* _Problem_:
Every entry here needs to be repeated exactly.

═════ Given information ═════

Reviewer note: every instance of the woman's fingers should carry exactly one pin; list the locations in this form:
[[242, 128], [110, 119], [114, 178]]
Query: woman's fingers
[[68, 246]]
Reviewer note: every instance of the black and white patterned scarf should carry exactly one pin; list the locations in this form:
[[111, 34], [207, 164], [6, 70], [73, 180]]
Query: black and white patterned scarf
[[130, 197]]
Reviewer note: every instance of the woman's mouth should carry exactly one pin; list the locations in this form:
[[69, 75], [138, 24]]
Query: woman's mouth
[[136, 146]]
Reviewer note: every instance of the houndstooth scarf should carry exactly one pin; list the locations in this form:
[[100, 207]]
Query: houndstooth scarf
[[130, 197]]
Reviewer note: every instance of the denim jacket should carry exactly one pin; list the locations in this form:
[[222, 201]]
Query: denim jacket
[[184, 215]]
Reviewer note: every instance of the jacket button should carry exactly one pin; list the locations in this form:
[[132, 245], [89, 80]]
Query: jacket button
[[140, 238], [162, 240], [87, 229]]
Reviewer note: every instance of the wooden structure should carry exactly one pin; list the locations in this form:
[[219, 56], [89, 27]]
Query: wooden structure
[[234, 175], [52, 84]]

═════

* _Completed task_:
Reviewer note: every instance of the woman's fingers should carry exactly one pin; list the locations in this form:
[[242, 128], [110, 119], [114, 178]]
Query: woman's fingers
[[68, 246]]
Reviewer note: every instance of the black and white patterned scarf should carry exactly one pin; list the locations in this form:
[[111, 34], [207, 164], [6, 70], [73, 180]]
Query: black and white patterned scarf
[[130, 197]]
Reviewer note: every instance of the woman's mouth should carry exactly one pin; list the locations in this form:
[[69, 75], [138, 24]]
Query: woman's mouth
[[136, 146]]
Reviewer note: every instance of the houndstooth scarf should carry exactly one pin; list the locations in this form:
[[100, 207]]
Query: houndstooth scarf
[[130, 197]]
Reviewer note: every instance of the denim jacket should carry exactly one pin; list the locations in this form:
[[222, 201]]
Query: denim jacket
[[184, 215]]
Reviewer note: every instance of the jacket button should carry exactly one pin; list the locations in this form:
[[132, 245], [89, 80]]
Query: jacket button
[[140, 238], [162, 240], [87, 229]]
Reviewer note: every instance of the wooden structure should carry exactly one pin; list the locations in this form:
[[219, 56], [89, 27]]
Query: wooden structure
[[234, 175], [52, 84]]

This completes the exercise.